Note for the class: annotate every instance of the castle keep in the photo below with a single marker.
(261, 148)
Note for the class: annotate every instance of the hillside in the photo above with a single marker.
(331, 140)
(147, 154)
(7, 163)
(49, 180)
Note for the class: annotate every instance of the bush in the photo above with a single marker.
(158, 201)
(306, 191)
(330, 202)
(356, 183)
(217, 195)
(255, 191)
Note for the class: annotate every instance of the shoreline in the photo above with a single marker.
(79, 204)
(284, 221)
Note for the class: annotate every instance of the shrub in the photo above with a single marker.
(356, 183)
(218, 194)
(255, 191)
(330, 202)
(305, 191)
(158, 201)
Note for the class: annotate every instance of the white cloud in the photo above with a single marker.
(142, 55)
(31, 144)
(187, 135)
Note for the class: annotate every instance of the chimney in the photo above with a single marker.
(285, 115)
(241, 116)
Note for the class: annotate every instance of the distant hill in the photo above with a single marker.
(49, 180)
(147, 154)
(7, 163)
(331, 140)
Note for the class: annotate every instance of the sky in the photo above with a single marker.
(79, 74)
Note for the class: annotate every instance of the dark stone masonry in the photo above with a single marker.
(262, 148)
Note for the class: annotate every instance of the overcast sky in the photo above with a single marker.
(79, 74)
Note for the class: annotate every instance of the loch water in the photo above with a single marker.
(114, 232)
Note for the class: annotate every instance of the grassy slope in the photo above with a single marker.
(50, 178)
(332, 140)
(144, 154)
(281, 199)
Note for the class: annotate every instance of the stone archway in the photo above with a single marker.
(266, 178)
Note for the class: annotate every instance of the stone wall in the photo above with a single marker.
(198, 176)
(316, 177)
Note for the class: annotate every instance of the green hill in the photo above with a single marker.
_ _ _ _
== Exercise prompt ==
An exact copy of every line above, start to finish, is required.

== Reply ==
Note for the class: annotate every instance of the castle keep in the photo below with a single marker.
(261, 148)
Note for the class: annotate every instance of the hillside in the photo above with a single marker.
(331, 140)
(147, 154)
(7, 163)
(49, 180)
Note for the class: annotate every instance of the bush in the photo above with a single marker.
(158, 201)
(306, 191)
(330, 202)
(356, 183)
(217, 195)
(255, 191)
Note for the class: annotate every instance of the shoreline in the photo above with a single marker.
(79, 204)
(284, 221)
Note for the class: annotate every instance of the shrub in the photo above with a single marker.
(356, 183)
(218, 194)
(255, 191)
(330, 202)
(305, 191)
(158, 201)
Note for the class: annotate every instance of the white cloud in the photo above with a single marker.
(142, 55)
(31, 144)
(187, 135)
Note for the class: annotate every instance of the chimney in the photo above with a single marker.
(285, 115)
(241, 116)
Note for the class: annotate every instance of the distant hill in the photo above with a single marker.
(49, 180)
(147, 154)
(7, 163)
(331, 140)
Note for the class: annotate every instance of the sky in the photo above with a single marker.
(79, 74)
Note for the class: annotate every instance of the dark stone masonry in the photo above with a single marker.
(262, 148)
Note for the class: annotate every instance of the overcast sky in the photo above with a single marker.
(79, 74)
Note for the class: annotate every instance of the loch water in the photo above with a single marker.
(114, 232)
Note for the class: annotate every instance of the grassy slope in the photo above with a single marker.
(50, 178)
(332, 140)
(144, 154)
(281, 199)
Note for the class: annotate every instance of the stone archway in the photo above with a single marker.
(266, 178)
Note for the class: annotate every instance of the stone wall in the photo above with a single marker.
(198, 176)
(316, 177)
Note for the class: annotate every instance of the green hill in the photo above with a single marker.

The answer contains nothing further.